Rasulullah mensunnahkan bagi Imam membaca Surah Al Ghasyiyah dalam shalat ‘Id adalah untuk mengingatkan manusia bagaimana kondisi mereka kelak diakhirat, bagi orang-orang yang kafir maupun orang yang beriman. Didalam surah ini juga Allah Swt mengingatkan manusia untuk selalu harus peduli terhadAp alam dan urusan dunia, sejauh mana mereka mampu menggali khazanah alam jagat raya yang telah Allah Swt ciptakan sebagai nikmat dari Tuhan mereka. Disinilah Allah Swt dan Rasul-Nya ingin mengetuk umat manusia harus sadar adanya hari kiamat (akhirat; hari pembalasan yang kekal dan abadi) juga agar manusia tidak melupakan tentang dunianya.

Allah Swt menggambarkan di dalam surah Al Ghasyiyah bagi orang-orang yang mengingkari ajaran-Nya kelak diakhirat:

هَلْ أَتَاكَ حَدِيثُ الْغَاشِيَةِ {1} وُجُوهُُيَوْمَئِذٍ خَاشِعَةٌ {2} عَامِلَةٌ نَّاصِبَةٌ {3} تَصْلَى نَارًاحَامِيَةً {4} تُسْقَى مِنْ عَيْنٍءَانِيَةٍ {5} لَيْسَ لَهُمْ طَعَامٌ إِلاَّ مِن ضَرِيعٍ {6} لاَيُسْمِنُ وَلاَيُغْنِي مِن جُوعٍ {7} (سورة الغاشية : 1-7)

“1. Sudah datangkah kepadamu berita (tentang) hari pembalasan? 2. Banyak muka pada hari itu tunduk terhina, 3. bekerja keras lagi kepayahan, 4. memasuki api yang sangat panas (neraka), 5. diberi minum (dengan air) dari sumber yang sangat panas. 6. Mereka tiada memperoleh makanan selain dari pohon yang berduri, 7. yang tidak menggemukkan dan tidak pula menghilangkan lapar”. (QS. Al Ghasyiyah: 1-7)

Begitu juga tentang kenikmatan surga akhirat yang Allah Swt gambarkan di dalam surah Al Ghasyiyah diantaranya sebagai berikut :
وُجُوهُ ُيَوْمَئِذٍ نَّاعِمَةٌ {8} لِسَعْيِهَا رَاضِيَةٌ {9} فيِ جَنَّةٍ عَالِيَةٍ {10} لاَتَسْمَعُ فِيهَا لاَغِيَةً {11} فِيهَا عَيْنٌُ جَارِيَةٌ {12} فِيهَا سُرُرُُمَّرْفُوعَةٌ {13} وَأَكْوَابٌُ  مَّوْضُوعَةٌ {14} وَنَمَارِقُ مَصْفُوفَةٌ {15} وَزَرَابِيُّ مَبْثُوثَةٌ {16}(سورة الغاشية : 8-16)

# Latihan 1:
Temukan setiap baris dalam catatan yang memuat kata "coffee", lalu salin baris-baris tersebut. Huruf besar dan huruf kecil dibedakan.

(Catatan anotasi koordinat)
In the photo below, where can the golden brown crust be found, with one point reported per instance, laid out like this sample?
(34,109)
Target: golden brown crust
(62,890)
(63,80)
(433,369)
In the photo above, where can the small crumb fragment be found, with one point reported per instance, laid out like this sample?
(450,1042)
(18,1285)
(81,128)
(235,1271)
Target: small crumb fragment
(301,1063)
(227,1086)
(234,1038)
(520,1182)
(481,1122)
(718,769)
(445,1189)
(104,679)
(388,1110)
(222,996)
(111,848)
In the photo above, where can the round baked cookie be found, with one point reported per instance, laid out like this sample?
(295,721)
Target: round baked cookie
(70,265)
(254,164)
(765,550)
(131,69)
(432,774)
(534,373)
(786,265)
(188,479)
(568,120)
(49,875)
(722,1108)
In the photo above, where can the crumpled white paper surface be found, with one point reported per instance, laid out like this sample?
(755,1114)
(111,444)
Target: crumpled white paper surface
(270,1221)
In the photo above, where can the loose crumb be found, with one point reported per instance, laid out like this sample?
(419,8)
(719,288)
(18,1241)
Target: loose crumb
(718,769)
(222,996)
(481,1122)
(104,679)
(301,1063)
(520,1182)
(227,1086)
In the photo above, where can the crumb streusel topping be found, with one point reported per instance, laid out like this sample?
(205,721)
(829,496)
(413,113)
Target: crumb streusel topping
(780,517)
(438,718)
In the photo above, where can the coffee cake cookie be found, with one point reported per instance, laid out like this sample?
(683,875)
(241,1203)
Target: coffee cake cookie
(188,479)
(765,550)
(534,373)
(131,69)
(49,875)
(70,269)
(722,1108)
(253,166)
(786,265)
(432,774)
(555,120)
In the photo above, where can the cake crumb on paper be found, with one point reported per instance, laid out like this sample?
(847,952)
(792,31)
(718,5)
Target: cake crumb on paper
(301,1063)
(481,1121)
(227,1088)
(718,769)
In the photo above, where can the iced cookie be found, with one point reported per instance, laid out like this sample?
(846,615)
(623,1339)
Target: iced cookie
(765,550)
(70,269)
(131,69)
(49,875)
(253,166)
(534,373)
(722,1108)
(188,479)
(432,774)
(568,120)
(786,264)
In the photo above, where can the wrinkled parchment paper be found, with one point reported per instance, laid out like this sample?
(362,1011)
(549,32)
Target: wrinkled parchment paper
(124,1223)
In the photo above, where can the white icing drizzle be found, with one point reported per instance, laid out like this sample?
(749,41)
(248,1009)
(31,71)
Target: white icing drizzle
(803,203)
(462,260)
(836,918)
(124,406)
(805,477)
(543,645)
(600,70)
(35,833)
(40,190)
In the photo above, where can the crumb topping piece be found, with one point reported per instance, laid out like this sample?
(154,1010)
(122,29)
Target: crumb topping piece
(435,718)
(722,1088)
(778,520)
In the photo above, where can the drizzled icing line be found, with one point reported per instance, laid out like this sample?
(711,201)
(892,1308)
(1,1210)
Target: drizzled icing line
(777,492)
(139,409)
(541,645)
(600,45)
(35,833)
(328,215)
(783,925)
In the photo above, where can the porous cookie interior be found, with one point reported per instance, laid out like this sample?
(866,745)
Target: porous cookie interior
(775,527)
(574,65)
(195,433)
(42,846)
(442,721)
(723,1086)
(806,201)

# Latihan 2:
Tentukan apakah setiap pernyataan berikut sesuai dengan teks tentang Surah Al Ghasyiyah. Jawab ya atau tidak untuk masing-masing pernyataan, dan kutip tanpa perubahan kata-kata teks yang menentukan jawabannya.
(a) Rasulullah menyunnahkan imam membaca Surah Al Ghasyiyah dalam shalat ‘Id.
(b) Menurut terjemahan ayat 6, mereka memperoleh makanan dari pohon kurma.
(c) Surah ini juga dimaksudkan agar manusia tidak melupakan dunianya.

# Penyelesaian Tugas 1:
In the photo above, where can the coffee cake cookie be found, with one point reported per instance, laid out like this sample?
Target: coffee cake cookie

# Penyelesaian Tugas 2:
(a) Ya: "Rasulullah mensunnahkan bagi Imam membaca Surah Al Ghasyiyah dalam shalat ‘Id"
(b) Tidak: "Mereka tiada memperoleh makanan selain dari pohon yang berduri"
(c) Ya: "juga agar manusia tidak melupakan tentang dunianya"